■ Records for this exercise ■
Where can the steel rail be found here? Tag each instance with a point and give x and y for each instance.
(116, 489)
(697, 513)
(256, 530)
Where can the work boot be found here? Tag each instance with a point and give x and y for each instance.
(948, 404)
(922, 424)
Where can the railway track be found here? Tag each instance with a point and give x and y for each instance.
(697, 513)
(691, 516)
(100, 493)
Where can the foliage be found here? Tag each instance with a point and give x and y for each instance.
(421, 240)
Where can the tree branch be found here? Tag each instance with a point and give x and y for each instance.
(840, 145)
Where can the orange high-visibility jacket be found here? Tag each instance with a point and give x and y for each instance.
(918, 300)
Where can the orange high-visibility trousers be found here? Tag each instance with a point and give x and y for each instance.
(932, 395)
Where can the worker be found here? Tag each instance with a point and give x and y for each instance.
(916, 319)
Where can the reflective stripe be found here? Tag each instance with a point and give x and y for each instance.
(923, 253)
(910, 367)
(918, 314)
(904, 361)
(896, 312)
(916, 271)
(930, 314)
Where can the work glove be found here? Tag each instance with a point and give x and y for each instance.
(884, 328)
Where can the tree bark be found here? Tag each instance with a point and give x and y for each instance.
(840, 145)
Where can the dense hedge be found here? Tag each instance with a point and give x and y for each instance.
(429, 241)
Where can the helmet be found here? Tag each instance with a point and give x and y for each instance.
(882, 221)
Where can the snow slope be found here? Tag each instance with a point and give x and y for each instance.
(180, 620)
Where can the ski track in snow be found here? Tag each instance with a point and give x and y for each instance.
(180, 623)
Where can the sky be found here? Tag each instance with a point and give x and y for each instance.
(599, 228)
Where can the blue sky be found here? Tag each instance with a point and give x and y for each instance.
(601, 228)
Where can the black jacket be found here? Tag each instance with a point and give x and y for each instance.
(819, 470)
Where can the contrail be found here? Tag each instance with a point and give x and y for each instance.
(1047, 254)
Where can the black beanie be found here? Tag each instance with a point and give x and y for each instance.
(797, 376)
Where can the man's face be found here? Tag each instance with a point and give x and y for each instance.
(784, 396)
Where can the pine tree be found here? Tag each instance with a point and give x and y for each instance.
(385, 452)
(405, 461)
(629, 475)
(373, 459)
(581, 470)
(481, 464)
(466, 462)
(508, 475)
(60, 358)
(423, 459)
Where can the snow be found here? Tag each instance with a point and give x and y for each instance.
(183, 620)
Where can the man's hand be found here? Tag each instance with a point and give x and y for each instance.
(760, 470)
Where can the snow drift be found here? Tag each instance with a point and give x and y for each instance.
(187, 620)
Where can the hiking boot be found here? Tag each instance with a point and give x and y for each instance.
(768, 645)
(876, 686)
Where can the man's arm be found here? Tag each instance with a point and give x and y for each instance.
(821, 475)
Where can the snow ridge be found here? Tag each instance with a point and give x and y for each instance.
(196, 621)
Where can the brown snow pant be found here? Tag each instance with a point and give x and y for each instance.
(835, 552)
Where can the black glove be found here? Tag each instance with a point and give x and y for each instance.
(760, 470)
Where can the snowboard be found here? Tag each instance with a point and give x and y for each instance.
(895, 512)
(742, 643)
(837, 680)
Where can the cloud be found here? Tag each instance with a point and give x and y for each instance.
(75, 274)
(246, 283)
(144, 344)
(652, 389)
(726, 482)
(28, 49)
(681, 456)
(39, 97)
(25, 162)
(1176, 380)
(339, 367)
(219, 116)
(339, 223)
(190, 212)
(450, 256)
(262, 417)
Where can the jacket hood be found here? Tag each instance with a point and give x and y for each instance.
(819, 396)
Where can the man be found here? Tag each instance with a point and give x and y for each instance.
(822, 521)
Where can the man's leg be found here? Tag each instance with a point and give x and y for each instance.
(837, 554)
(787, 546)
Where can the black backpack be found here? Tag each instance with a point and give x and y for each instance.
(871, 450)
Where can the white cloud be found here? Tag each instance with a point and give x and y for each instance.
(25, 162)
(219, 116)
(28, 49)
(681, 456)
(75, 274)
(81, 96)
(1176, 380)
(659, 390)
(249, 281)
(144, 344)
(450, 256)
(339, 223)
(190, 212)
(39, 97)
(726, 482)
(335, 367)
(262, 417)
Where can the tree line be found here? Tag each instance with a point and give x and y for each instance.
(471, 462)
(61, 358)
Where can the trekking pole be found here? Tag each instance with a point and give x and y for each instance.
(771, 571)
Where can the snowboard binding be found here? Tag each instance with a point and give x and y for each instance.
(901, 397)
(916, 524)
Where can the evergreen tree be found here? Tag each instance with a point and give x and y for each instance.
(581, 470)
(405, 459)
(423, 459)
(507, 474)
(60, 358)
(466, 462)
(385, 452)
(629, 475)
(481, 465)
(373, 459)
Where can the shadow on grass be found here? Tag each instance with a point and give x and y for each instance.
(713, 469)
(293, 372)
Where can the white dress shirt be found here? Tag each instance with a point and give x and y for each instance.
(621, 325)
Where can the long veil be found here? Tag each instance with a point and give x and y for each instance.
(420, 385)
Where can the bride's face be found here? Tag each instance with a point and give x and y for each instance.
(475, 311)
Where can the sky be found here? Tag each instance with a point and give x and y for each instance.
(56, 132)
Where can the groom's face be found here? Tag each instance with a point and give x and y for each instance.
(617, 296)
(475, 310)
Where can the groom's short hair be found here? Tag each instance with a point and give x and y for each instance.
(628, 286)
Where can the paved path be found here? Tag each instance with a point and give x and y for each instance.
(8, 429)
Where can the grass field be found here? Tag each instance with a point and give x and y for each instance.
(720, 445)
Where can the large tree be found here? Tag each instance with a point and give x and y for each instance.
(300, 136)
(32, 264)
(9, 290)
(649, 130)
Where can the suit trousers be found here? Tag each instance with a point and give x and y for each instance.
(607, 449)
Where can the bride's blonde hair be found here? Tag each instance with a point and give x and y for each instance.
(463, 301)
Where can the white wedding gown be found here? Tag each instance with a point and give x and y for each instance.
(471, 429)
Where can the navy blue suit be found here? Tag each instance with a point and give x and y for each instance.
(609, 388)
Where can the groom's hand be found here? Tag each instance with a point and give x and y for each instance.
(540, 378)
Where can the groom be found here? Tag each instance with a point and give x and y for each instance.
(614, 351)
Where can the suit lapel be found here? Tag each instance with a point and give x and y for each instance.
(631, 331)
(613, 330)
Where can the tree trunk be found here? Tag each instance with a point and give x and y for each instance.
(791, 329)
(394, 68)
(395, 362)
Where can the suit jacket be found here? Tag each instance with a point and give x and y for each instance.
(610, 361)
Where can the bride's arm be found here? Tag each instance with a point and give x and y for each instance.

■ Problem description ■
Reproduce all of the data above verbatim, line for line.

■ In response ■
Where can the steel rail be found here? Tag each instance with a point and give x and y for each instance.
(116, 489)
(697, 513)
(256, 530)
Where can the work boot be found here? Tag each instance with a point and give x and y for each instance.
(948, 404)
(922, 424)
Where can the railway track be found here? Tag each instance with a point and give x and y for each instance.
(697, 513)
(691, 516)
(100, 493)
Where can the foliage be found here? Tag each instance with a point and give x and y for each instance.
(421, 240)
Where can the tree branch be found here? Tag each instance with a point and give x and y for each instance.
(840, 145)
Where can the orange high-visibility jacket be found here? Tag each instance with a point and give x and y for each instance.
(918, 300)
Where can the orange high-visibility trousers be found here? Tag each instance with a point and give x and y for each instance.
(932, 395)
Where can the worker be found here? Tag each instance with a point and give x and y for each instance.
(916, 319)
Where can the reflective stripe be found here? Tag each instance with a point and give x and y for each instance.
(923, 253)
(910, 367)
(918, 314)
(904, 361)
(896, 312)
(916, 271)
(930, 314)
Where can the work glove be found here? Tag each instance with a point and give x and y for each instance.
(884, 328)
Where can the tree bark be found here? Tag each instance with a point and give x and y for each instance.
(840, 145)
Where can the dense hedge be found here? Tag each instance with a point and give x and y for each instance.
(429, 241)
Where can the helmet be found here? Tag each instance with a point and give x and y for each instance.
(882, 221)
Where can the snow slope be found here? Tag each instance with a point and give x and y for each instance.
(180, 620)
Where can the ski track in snow be found here? Tag each instance with a point and give x and y for each instance.
(180, 623)
Where can the sky be found here? Tag each instance with a point and give x and y for each instance.
(599, 228)
Where can the blue sky be found here? Tag each instance with a point and give x and y for each instance.
(601, 228)
Where can the black jacket be found here? Tag each instance with a point and give x and y for each instance.
(819, 470)
Where can the contrail be found here? Tag each instance with a point and give x and y for each instance.
(1047, 254)
Where can the black beanie be found here? Tag each instance with a point and give x and y for each instance.
(797, 376)
Where can the man's face be found here? Tag each instance with a point and give x and y for each instance.
(784, 396)
Where can the pine tree be found here? Tag each instance with a point and give x and y for each instance.
(385, 452)
(405, 461)
(629, 475)
(373, 459)
(581, 470)
(481, 464)
(466, 462)
(508, 475)
(60, 358)
(423, 459)
Where can the snow be found here? Tag each instance with a point and give x and y for each instance.
(183, 620)
Where can the man's hand be found here? Tag each instance with a point and give x and y for each instance.
(760, 470)
Where can the snow drift be found here? Tag each instance with a point and give x and y for each instance.
(187, 620)
Where can the hiking boot be found here? Tag each instance with a point and give x and y for each instance.
(768, 645)
(876, 686)
Where can the man's arm be found here? Tag each instance with a point and give x and y for each instance.
(821, 475)
Where can the snow ridge be found here? Tag each instance with a point and give x and y for each instance.
(196, 621)
Where can the brown snow pant be found here? Tag each instance with a point and give x and y for each instance.
(835, 552)
Where can the black glove be found here? Tag each instance with a point and give x and y for each instance.
(760, 470)
Where can the snowboard be found here? Tag each instance with a point and give x and y for each instance.
(895, 512)
(742, 643)
(837, 680)
Where can the cloud be found here? Tag each instance with a point and give x and y for each instance.
(75, 274)
(246, 283)
(144, 344)
(652, 389)
(726, 482)
(28, 49)
(681, 456)
(39, 97)
(25, 162)
(1176, 380)
(339, 367)
(219, 116)
(339, 223)
(190, 212)
(450, 256)
(262, 417)
Where can the jacket hood be found here? Tag each instance with a point and give x and y for each instance.
(819, 396)
Where can the man be found here? Tag each instance with a point and give x and y for each instance.
(822, 521)
Where can the man's leg be found here? Tag each instance with a point and give x and y for each instance.
(837, 554)
(787, 546)
Where can the black backpack be found here? Tag each instance with a point and give x and y for each instance.
(871, 450)
Where can the white cloud be found here? Tag each instance with a point and give x and y for each instance.
(25, 162)
(219, 116)
(28, 49)
(681, 456)
(75, 274)
(81, 96)
(1176, 380)
(659, 390)
(249, 281)
(144, 344)
(450, 256)
(339, 223)
(190, 212)
(39, 97)
(726, 482)
(335, 367)
(262, 417)
Where can the tree line be found here? Tag each instance with a point and give x and y for each instance.
(471, 462)
(61, 358)
Where can the trekking pole be found here? Tag each instance with a point and give x and y for each instance.
(771, 571)
Where can the snowboard binding be found here? Tag each instance with a point and give x and y for each instance.
(901, 397)
(916, 524)
Where can the evergreen tree be found here? Tag each instance with a point and give x and y for each instance.
(581, 470)
(405, 459)
(423, 459)
(507, 474)
(60, 358)
(466, 462)
(385, 452)
(629, 475)
(481, 465)
(373, 459)
Where can the shadow on grass be found here? Tag each instance with a point and give x and y for each instance.
(713, 469)
(293, 372)
Where can the white dress shirt be found here? Tag each instance with a point and give x and y for each instance.
(621, 325)
Where can the long veil be found here? Tag each instance with a point and give x and y for each instance.
(420, 385)
Where can the bride's face be found here? Tag each instance with a point and give x and y for each instance.
(475, 311)
Where can the sky be found here? Tag each instance with a point and give x and y for each instance.
(56, 132)
Where can the groom's face be found here? Tag each instance with a point and give x and y for each instance.
(617, 296)
(475, 310)
Where can the groom's short hair be found here? Tag each instance with a point and give x and y for each instance.
(628, 286)
Where can the paved path be found here? Tag each instance with a point and give x and y for each instance.
(8, 429)
Where can the grass field be found here? Tag each instance with a point and give x and y for each instance.
(720, 445)
Where can the large tree be found here? Tag each instance with a point and give x and y for each instance.
(300, 136)
(32, 264)
(9, 290)
(649, 130)
Where can the suit trousers be found here? Tag each instance with a point and give x and y for each instance.
(607, 449)
Where can the bride's blonde hair be found here? Tag each instance with a point and give x and y for each instance.
(463, 301)
Where can the white wedding gown be found here? Tag each instance with a point and give x and y for each instance.
(471, 429)
Where can the navy blue suit be found here? Tag each instance with a point and give x and y for each instance.
(609, 388)
Where can the groom's hand be found here? Tag each instance with a point and give x and y for each instance.
(540, 378)
Where can the groom be found here? Tag each instance with a point and give x and y for each instance.
(614, 351)
Where can the suit lapel be found here? Tag each instance with a point and give x and y for each instance.
(631, 331)
(613, 330)
Where can the tree trunk be found here? Tag each instance with a point and give x and y for each instance.
(791, 329)
(394, 68)
(395, 362)
Where can the suit jacket be found here? Tag each instance with a point and give x and y for each instance.
(610, 361)
Where can the bride's arm be found here? Tag each instance with a point and give x and y for each instance.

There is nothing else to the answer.